Aufgabe 1 → Finde in den Einträgen weiter unten jede Zeile, die das Wort „below" enthält, und gib diese Zeilen unverändert wieder.

::::

# Hilfe bei der Randgestaltung



## Schmalli (8. Apr. 2008)

Sind seit einigen Monaten im neuen Haus eingezogen und dieser kleine Teich war bereits vorhanden.

Finde Ihn von der Form her mit dem Bachlauf ganz schön, jedoch stört mich der Rand. 



Wie kann ich Ihn vertuschen bzw. verschwinden lassen.

Freue mich über Antworten.


----------



## Digicat (8. Apr. 2008)

*AW: Hilfe bei der Randgestaltung*

Servus

Mein Name ist Helmut

Herzlich willkommen bei uns Teichverrückten

Zu deiner Frage des vertuschens:

Deinem Bild zu folgen hast du in der Randzone jetzt Schotter bzw. Kies, mach doch den Schotter/Kies bis zum oberen Rand, schräg natürlich, sonst hast mehr von dem im Tiefwasserbereich als oben. 

Von Aussen kannst das selbe Material nun nehmen und den Plastikrand damit kaschieren.

Zu deinem Bild: es darf ruhig 800x800 Pixel groß sein


----------



## Schmalli (8. Apr. 2008)

*AW: Hilfe bei der Randgestaltung*

Hallo Helmut,

vielen Dank für deine Antwort.
Dies habe ich bereits ausprobiert.
Jedoch sieht das nicht wirklich gut aus und relativ viel rutsch immer tiefer...

Kann Ich hier mit Pflanzen arbeiten?!?
Möchte das es einfach lebendiger aussieht?!?

Vielen Dank Steffi


----------



## Christine (8. Apr. 2008)

*AW: Hilfe bei der Randgestaltung*

Hallo Steffi,

das mit dem Kies ist nicht wirklich die Lösung - hab auch so einen Becken, der Rand ist dafür zu schmal. Du solltest auf jeden Fall mit Pflanzen arbeiten, dafür ist diese obere Ebene des Teiches ja gedacht.

::::

Aufgabe 2 → Greif die Forumsdiskussion über die Randgestaltung am Gartenteich auf und schreib sie nach dem letzten Satz weiter.

Einträge aus einem Datensatz →
::::

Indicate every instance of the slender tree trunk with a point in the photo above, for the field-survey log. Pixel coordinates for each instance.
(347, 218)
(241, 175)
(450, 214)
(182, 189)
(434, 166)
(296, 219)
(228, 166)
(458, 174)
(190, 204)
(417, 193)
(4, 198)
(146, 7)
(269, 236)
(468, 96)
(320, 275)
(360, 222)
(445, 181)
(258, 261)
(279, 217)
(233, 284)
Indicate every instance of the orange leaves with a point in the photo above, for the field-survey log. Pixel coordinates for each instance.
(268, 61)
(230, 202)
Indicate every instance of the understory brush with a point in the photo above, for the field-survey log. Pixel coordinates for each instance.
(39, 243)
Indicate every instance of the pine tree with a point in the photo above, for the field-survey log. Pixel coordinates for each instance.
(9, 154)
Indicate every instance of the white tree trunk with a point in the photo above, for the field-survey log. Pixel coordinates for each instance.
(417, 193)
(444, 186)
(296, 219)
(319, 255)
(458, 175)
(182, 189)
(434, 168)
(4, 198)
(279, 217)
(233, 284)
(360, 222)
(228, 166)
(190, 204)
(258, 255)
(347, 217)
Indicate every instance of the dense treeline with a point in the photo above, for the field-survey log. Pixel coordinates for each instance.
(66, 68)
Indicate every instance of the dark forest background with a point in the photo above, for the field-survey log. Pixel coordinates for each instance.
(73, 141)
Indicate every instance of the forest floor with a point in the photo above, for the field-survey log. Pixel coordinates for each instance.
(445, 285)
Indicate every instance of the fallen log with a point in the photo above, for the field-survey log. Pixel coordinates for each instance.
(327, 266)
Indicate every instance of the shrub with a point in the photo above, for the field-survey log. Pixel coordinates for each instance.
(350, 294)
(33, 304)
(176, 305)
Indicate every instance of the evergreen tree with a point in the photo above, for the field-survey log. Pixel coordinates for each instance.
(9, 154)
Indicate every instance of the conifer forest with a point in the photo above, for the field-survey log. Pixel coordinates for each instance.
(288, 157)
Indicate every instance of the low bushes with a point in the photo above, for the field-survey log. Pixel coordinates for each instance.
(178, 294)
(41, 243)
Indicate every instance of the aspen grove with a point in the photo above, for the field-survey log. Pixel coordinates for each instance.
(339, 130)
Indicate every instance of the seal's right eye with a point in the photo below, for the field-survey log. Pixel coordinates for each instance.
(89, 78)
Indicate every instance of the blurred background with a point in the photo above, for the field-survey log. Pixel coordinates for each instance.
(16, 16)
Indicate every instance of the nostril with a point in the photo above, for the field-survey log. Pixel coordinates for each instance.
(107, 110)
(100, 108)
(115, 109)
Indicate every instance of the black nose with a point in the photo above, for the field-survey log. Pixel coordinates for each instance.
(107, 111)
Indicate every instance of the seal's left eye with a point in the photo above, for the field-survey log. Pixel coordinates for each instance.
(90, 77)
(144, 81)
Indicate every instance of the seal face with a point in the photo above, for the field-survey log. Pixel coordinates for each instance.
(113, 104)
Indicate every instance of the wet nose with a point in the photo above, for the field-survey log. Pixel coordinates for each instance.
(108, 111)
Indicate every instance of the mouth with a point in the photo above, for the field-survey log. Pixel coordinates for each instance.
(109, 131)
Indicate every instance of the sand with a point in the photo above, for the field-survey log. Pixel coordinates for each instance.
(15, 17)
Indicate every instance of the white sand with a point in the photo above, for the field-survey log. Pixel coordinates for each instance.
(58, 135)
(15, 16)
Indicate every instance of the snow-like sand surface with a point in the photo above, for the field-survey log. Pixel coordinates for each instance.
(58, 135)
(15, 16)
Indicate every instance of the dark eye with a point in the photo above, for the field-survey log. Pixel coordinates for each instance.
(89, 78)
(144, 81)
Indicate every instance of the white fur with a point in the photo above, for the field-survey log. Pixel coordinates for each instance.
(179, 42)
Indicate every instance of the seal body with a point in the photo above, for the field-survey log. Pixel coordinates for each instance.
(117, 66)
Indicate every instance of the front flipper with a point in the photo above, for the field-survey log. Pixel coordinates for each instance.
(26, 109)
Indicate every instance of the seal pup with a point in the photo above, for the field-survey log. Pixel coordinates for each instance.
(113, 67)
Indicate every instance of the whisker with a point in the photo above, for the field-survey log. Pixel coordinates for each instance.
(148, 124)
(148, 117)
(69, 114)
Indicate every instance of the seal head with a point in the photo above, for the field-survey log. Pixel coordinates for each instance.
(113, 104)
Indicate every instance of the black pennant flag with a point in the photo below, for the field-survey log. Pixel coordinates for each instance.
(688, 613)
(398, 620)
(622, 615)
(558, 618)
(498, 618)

::::

Endergebnis 1 →
Indicate every instance of the seal's right eye with a point in the photo below, for the field-survey log. Pixel coordinates for each instance.
Indicate every instance of the black pennant flag with a point in the photo below, for the field-survey log. Pixel coordinates for each instance.

Endergebnis 2 →
Den obersten Wulst zu verstecken, ist schon schwieriger. Ich habe das mit Ufermatte gelöst (gib das mal in der Suche ein, dann wirst Du haufenweise Beiträge finden). Allerdings muss man immer ein bisschen Verdunstung in Kauf nehmen. Dafür bewächst die Matte mit der Zeit. Das sieht dann richtig lebendig aus. Mein Teich sieht ungefähr so aus: https://www.hobby-gartenteich.de/xf/posts/5


----------



## Digicat (8. Apr. 2008)

*AW: Hilfe bei der Randgestaltung*

Servus Steffi

Natürlich kann man die Randzone bepflanzen. Man kann auf deinem Foto nicht richtig erkennen ob du schon Pflanzen in diese Zone gesetzt hast, aber aufgefallen ist mir, daß dein Wasserstand zu nieder ist.
Der sollte schon ca. bis 5cm an den obersten Rand heranreichen. Also diese Pflanzzone sollte unter Wasser stehen.

Geeignete Pflanzen findest du hier< Klick .


----------



## Schmalli (8. Apr. 2008)

*AW: Hilfe bei der Randgestaltung*

Und nun ein paar Bilder in größer.....

Irgendwie fehlt dort so einiges finde ich...


----------



## Schmalli (8. Apr. 2008)

*AW: Hilfe bei der Randgestaltung*

Hi Helmut,

habe in dem Bereich noch nirgendwo mit Pflanzen gearbeitet, daher habe ich noch keine Ahnung welche ich genau nehmen kann um auch die schwarzen Ränder mit der Zeit abgedeckt zu haben.

Das mit dem Wasserstand habe ich mir schon fast gedacht...

Vielen Dank für dein Tip.


----------



## karsten. (8. Apr. 2008)

*AW: Hilfe bei der Randgestaltung*

Hallo 
ich hab da was aus der Steinzeit des Forums  


 

mfG


----------



## Schmalli (15. Apr. 2008)

*AW: Hilfe bei der Randgestaltung*

Vielen Dank für die vielen netten Anregungen.
Ich habe eure Tipps in die Tat umgesetzt.

Bin zu einer privaten Gärtnerei gefahren, die mir anhand
der Grösse des Beckens ein Sortiment mit verschiedenen Pflanzen zusammengestellt haben und dann habe ich losgelegt.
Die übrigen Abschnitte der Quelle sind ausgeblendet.